Excerpts from a dataset on pointing at objects:
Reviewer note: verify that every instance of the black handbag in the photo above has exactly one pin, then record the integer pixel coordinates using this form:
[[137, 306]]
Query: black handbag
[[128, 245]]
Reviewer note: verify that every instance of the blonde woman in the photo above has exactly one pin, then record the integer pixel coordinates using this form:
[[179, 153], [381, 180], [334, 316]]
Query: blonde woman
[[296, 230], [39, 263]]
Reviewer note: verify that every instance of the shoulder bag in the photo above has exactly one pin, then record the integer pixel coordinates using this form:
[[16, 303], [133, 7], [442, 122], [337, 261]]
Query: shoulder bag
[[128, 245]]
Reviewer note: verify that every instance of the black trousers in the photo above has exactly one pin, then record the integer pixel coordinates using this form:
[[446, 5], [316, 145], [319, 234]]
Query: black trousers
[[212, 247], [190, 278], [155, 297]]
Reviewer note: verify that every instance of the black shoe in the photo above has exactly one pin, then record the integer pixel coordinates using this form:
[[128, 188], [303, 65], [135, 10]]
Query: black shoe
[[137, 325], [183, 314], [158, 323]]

--

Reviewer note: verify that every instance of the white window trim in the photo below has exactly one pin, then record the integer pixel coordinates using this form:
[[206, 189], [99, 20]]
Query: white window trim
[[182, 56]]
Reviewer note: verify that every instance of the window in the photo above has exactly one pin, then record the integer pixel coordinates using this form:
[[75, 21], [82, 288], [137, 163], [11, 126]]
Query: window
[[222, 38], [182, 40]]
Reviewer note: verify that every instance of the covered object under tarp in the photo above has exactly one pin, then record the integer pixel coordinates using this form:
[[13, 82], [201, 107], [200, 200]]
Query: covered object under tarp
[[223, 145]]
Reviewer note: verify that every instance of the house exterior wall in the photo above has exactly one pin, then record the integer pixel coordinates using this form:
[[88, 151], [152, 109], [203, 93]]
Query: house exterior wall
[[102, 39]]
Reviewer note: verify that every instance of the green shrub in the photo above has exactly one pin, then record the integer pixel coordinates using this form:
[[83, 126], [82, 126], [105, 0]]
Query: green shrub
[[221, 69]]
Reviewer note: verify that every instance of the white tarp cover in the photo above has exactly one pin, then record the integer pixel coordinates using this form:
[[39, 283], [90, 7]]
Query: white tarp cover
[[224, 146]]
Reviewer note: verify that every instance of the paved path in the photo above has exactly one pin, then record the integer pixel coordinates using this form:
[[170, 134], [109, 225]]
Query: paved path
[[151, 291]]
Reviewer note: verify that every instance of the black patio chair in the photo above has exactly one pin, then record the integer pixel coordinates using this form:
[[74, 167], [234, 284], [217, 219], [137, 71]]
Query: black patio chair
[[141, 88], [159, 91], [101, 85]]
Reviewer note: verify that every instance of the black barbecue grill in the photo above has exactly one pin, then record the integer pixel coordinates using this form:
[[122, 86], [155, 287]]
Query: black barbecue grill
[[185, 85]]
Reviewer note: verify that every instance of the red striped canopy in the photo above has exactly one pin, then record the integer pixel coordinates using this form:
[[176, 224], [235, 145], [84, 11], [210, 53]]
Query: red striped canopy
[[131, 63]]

**SHORT PROBLEM:** Copy the listing above word for word, starting at the line that contains "Reviewer note: verify that every instance of the covered" and ending at the line that contains "[[102, 39]]".

**OUTPUT FOR THIS EXERCISE:**
Reviewer note: verify that every instance of the covered object under tarp in the photo above has exactly one pin, then record the integer pixel coordinates using this form:
[[13, 82], [201, 107], [200, 200]]
Query: covered object under tarp
[[223, 145]]
Reviewer note: verify that every instance of the house exterior wall in the photo above has exactly one pin, then record the integer pixel coordinates using this form:
[[88, 151], [152, 109], [203, 93]]
Query: house exterior wall
[[102, 39]]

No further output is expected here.